Israel's attorney general has prohibited the government from cutting electricity supplies to the Gaza Strip, arguing that there needs to be a full evaluation of the humanitarian consequences first.
The ruling by Attorney General Menahem Mazuz came late on Monday after 10 human rights groups petitioned Israel's supreme court to stop the cutbacks, arguing that they amounted to collective punishment. Israel had announced Sunday that it was cutting back fuel supplies and electricity to the Hamas-controlled Palestinian territory.
Israel's Justice Ministry said in a statement on Monday that "further consideration needs to be given to cutting off electricity because of the humanitarian implications on the civilian population." The supreme court has given the government until Friday to justify the economic sanctions it is seeking to impose on the Palestinian territory.
Israel began cutting fuel supplies to the Gaza Strip on Sunday, just weeks after it declared the coastal strip a "hostile entity" in response to the frequent rocket attacks on southern Israel. On Monday a Palestinian militant, a civilian and an Israeli soldier were killed during a brief incursion by Israeli forces into the Gaza Strip.

## [PROBLEM SET]
1 > From the Gaza electricity ruling text, echo the part that opens with the words containing "Israel's attorney general" and closes with "humanitarian consequences first.".
2 > Continue the article on the Gaza electricity ruling from the point where it stops.

## [EXTRACTED MATERIAL]
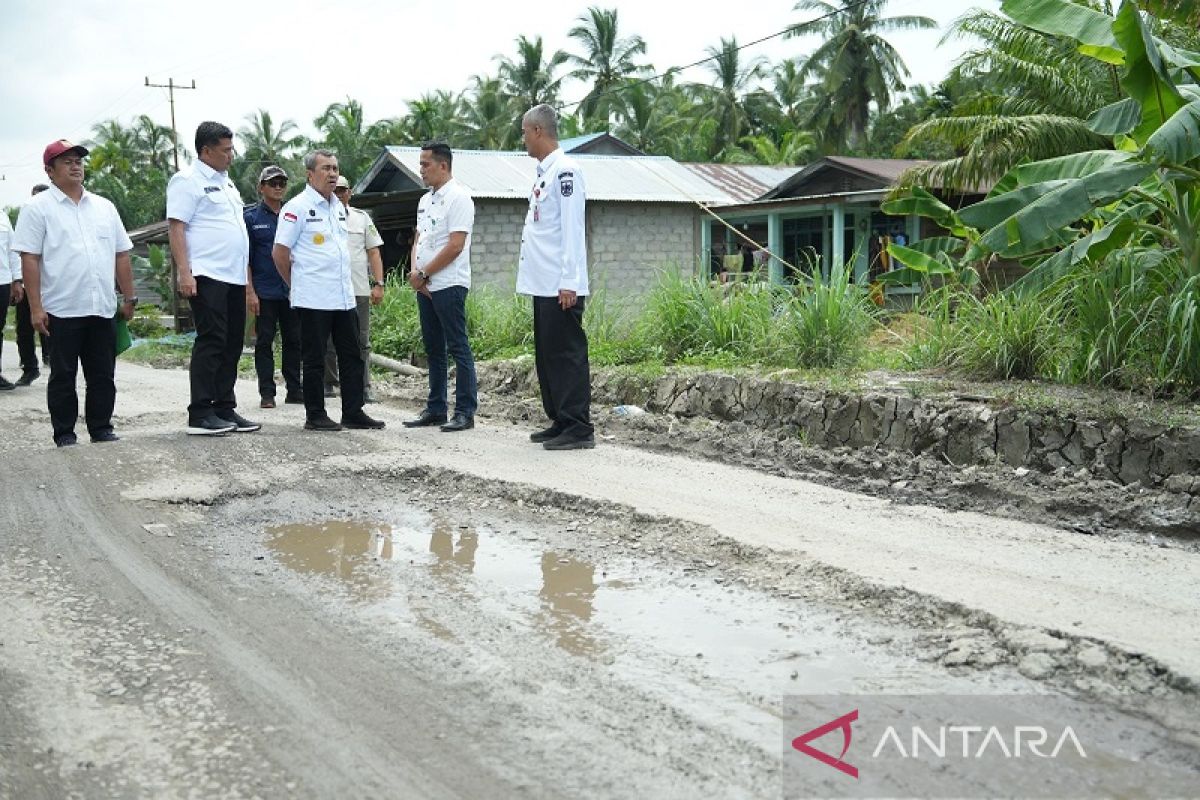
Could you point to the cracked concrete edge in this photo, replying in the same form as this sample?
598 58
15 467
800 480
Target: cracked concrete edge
1126 451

## [YOUR WRITTEN ANSWERS]
1 >
Israel's attorney general has prohibited the government from cutting electricity supplies to the Gaza Strip, arguing that there needs to be a full evaluation of the humanitarian consequences first.

2 >
The two Palestinian territories have been split between the Hamas-controlled Gaza Strip and Fatah-dominated West Bank after the Islamist group wrested control of the coastal strip during a violent conflict with the secular Fatah security forces in June. The economic situation in the Gaza Strip has steadily deteriorated ever since. The territory's unemployment rate has skyrocketed and 75 percent of its residents are dependent on welfare for survival.
The European Union warned Israel against punishing the 1.5 million Palestinians who live there. The bloc's commissioner for external relations, Benita Ferrero-Waldner, said she was "very concerned," during a visit to Jerusalem on Monday. The commissioner said that while she recognized the "distress" caused by the Palestinian rocket fire, she said "I think collective punishment is never the answer." And she told Israeli officials: "We dont want the population to suffer." Ferrero-Waldner also met with the Palestinian Prime Minister Salam Fayyad in the West Bank, who told her that Israel's measures were "hurting our people in the Gaza Strip."
United Nations General Secretary Ban Ki-moon called the "punitive measures" against the Gaza Strip "unacceptable," and Russia's Foreign Ministry condemned the "isolation" of the Palestinian territory.
Israeli Foreign Ministry spokesman Mark Regev rejected the criticism, saying Israel was continuing to supply humanitarian support to the people of Gaza. "We do not see the Palestinian people as our enemy," he told Agence France Presse, but he said that Israel also had a right to defend itself.
Palestinians rely on Israel for all of their fuel and more than half of their electricity. Palestinian officials said on Sunday that deliveries of fuel oil for Gaza's only power station, as well as diesel and petrol, were down from a quarter to a half and that fuel supplies in general were down by 30 percent, though Israeli official said the supplies were only reduced by between 5 and 11 percent.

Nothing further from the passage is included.